# Required tasks
1. In the thread on matching panel reports, how much did snapdragon say they wrote?
2. Write the next part of the thread on matching panel reports, picking up after its final line.

# Extract to read

╭──

# Matching Panel Reports



## Daddyboo (Paul) (Dec 24, 2012)

Hi,

We are awaiting the report from LO's SWs any time soon (hopefully very soon) as we have panel 3 weeks on Tuesday!

Anyway to get ahead of the action, does anyone know what we have to write in there?

Thanks,

Paul


----------



## Loopylou29 (Mar 4, 2013)

In essence they want to know in your own words why you think this is a good match. We wrote why we thought our match was good, how we would advocate for a child and meet their emotional, physical and developmant needs. We also covered meeting medical needs and any weaknesses mentioned in our PAR. We also included how we would help a child understand their story and who we would turn to if things got tough. It sounds like we wrote alot but it wasn't more than a couple of sides of A4.

Good luck


----------



## snapdragon (Jun 27, 2011)

We only wrote half a side so it doesn't have to be too long.


----------



## katie c (Jun 15, 2009)

i dont recall us writing anything tbh...

good luck though Paul, this is the exciting bit


----------



## gettina (Apr 24, 2009)

We had a form to fill in. A couple of qs were just yes or no and another couple led us to describe what appealed to us from his CPR and our response to those characteristics for eg and what we had to offer but no more detail than our par tbh. 
Good luck - I can see it might be a little more involved for a child whereas our boy is v young so less to react to.
Gettina


----------



## Wyxie (Apr 10, 2013)

Like Gettina, we had a form to fill in, 8 questions or so, only 2 or 3 required substantive answers (why did we feel this was the child for us, why were we the right parents being the main ones). Actually, it just occurred to me I still have the questionnaire on file:

1. What is about the child(ren) that makes you feel this is the right placement for you? Eg personality, interests, likes, dislikes etc.

2. Why do you think you are the right adoptive parents for the child(ren)? Eg relevant experiences, your particular circumstance, any resources you might have that particularly suit the child.

3. Are you satisfied with the information you have received about the child? Eg have you had full access to medical and educational records? Do you fully understand the background history? Is there anything else you would like to know?

4. Are you satisfied with the proposed parental responsibility you will acquire at the time of placement?

╰──

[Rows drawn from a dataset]
╭──

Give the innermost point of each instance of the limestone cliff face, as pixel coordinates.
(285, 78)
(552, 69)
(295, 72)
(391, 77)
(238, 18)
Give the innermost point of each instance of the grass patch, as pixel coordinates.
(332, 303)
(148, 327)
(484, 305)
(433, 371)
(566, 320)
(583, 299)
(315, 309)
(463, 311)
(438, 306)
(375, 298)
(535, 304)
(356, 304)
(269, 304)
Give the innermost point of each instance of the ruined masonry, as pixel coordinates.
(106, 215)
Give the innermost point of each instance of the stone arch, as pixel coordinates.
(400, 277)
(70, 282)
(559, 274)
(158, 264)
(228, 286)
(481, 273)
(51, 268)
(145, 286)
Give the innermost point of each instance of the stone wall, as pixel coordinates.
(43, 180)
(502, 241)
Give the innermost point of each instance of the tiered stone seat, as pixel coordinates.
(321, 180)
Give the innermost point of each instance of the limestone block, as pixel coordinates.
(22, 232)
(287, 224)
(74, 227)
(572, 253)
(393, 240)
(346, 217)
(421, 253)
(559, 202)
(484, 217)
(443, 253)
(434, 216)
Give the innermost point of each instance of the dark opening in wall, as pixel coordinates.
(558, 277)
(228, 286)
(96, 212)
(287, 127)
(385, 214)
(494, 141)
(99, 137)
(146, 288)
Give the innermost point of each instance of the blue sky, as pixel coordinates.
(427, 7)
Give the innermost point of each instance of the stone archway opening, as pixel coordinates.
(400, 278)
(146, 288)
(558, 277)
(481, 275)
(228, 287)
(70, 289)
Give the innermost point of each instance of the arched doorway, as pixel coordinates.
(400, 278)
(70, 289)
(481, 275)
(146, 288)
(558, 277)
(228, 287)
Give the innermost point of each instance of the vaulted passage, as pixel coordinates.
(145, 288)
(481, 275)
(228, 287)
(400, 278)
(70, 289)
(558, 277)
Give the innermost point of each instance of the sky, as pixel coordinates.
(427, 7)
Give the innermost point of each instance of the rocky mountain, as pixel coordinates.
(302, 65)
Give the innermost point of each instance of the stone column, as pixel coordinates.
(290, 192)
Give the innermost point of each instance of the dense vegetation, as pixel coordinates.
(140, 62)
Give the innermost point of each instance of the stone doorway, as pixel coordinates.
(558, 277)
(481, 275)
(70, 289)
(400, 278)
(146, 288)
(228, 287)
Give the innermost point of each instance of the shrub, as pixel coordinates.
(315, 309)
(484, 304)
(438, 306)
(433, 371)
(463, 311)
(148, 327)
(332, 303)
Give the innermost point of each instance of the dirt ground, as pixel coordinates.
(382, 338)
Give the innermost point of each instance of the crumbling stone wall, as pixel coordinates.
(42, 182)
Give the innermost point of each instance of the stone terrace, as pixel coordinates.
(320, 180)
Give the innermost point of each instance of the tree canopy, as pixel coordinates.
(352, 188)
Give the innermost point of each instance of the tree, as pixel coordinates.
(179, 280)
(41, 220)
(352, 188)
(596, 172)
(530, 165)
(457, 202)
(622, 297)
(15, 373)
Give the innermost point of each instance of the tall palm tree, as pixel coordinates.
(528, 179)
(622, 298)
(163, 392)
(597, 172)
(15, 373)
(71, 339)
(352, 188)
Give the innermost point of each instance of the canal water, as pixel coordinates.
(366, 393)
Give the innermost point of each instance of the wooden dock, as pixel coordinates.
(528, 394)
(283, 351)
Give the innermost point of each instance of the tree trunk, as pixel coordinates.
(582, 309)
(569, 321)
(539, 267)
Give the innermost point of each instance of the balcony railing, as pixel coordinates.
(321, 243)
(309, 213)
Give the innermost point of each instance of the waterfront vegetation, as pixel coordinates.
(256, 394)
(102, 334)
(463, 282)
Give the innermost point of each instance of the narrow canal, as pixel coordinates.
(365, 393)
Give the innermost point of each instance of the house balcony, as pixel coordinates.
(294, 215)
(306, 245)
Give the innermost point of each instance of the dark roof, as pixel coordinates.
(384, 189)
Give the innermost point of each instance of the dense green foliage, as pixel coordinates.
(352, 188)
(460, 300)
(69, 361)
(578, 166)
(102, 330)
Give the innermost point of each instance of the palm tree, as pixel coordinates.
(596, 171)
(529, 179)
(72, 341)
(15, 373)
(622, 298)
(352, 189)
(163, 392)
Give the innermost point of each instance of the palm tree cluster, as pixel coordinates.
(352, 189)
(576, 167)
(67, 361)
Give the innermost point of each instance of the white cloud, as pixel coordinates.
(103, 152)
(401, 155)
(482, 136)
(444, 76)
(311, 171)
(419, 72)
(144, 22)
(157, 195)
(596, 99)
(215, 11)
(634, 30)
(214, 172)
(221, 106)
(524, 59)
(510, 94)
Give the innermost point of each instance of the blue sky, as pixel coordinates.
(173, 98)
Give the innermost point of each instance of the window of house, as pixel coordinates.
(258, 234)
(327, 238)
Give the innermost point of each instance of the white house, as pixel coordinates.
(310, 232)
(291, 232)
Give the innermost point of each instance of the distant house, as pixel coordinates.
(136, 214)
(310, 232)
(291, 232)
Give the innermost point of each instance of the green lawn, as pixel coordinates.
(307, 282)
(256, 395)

╰──

# Responses in order
1. Half a side.

2.
5. Do you think the adoption support plan is appropriate for your needs? Is there any part of it that you would like to see changed?

6. What are your views on the proposed contact arrangements?

7. Are there any concerns you have that you would like [Local Authority Name] Adoption Panel and Agency to think about when considering this placement?


----------



## AoC (Oct 28, 2008)

Frankly, I don't remember writing anything about this!  We had a couple of meetings with our SW, going through potential questions at panel and deciding how to answer them.    Good luck!


----------



## Miny Moo (Jan 13, 2011)

Literally just filled ours in, said we only had to fill it in if we wanted to, 3 very small box's to write in, a couple of things to sign, and a yes/no sheet regarding contact and information to be shared between us and BF after placement.


----------



## Daddyboo (Paul) (Dec 24, 2012)

Thank you all once again for all your very kind replies.

My post must have been a sign to the gods, as just a few hours later at 11:25pm last night our LO's SW emailed with the APR!

Yet once again we are in the hands of our part-time SW. The deadline for returning the (3) forms with signatures is Thursday and yet our SW is only due to work Weds & Thurs this week.

What really annoys us both, is that our SW did a 'send and run' email last Thursday to LO's SWs saying that she is on leave part of this week, so can they send her the reports asap (she wasn't in Fri, Sat, Sun, Mon & Tue to receive it!)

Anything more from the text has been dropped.